### [YOUR OBJECTIVE]
Render the stretch from the line containing "shaped like [211,14]." through the end of the records as a JSON list of strings, one string per line, omitting any blank lines.

Entries for pointing and labeling
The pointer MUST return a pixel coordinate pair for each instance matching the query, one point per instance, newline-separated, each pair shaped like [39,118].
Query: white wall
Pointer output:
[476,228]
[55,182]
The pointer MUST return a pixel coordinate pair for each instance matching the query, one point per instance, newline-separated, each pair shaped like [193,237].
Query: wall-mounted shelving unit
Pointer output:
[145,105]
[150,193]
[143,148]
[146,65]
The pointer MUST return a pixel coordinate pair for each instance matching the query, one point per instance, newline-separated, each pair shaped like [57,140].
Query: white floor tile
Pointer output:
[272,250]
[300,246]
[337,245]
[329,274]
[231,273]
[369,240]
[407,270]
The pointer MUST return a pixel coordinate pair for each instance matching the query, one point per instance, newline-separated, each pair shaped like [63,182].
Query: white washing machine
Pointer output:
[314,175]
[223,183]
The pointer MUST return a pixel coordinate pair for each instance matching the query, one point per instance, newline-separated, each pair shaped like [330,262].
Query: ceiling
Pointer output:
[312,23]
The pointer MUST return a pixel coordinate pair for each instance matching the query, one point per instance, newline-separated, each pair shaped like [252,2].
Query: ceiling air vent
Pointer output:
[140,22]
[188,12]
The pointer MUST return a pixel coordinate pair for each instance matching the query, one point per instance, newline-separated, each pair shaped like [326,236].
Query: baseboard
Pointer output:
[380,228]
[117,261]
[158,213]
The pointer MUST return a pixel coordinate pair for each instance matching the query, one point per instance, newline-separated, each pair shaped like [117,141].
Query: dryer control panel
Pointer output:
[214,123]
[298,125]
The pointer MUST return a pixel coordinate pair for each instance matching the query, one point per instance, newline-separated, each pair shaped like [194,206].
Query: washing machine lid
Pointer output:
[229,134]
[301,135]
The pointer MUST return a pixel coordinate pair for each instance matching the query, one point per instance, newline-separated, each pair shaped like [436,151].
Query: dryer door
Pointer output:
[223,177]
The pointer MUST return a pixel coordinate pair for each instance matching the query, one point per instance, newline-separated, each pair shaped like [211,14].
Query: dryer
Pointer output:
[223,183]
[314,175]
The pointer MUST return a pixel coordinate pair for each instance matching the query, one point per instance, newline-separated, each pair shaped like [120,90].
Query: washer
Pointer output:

### [THE ANSWER]
[
  "The pointer MUST return a pixel coordinate pair for each instance matching the query, one point per instance, newline-separated, each pair shaped like [211,14].",
  "Query: dryer",
  "Pointer output:",
  "[223,183]",
  "[314,175]",
  "The pointer MUST return a pixel coordinate pair for each instance matching the query, one point per instance, newline-separated, each pair shaped like [120,90].",
  "Query: washer",
  "Pointer output:"
]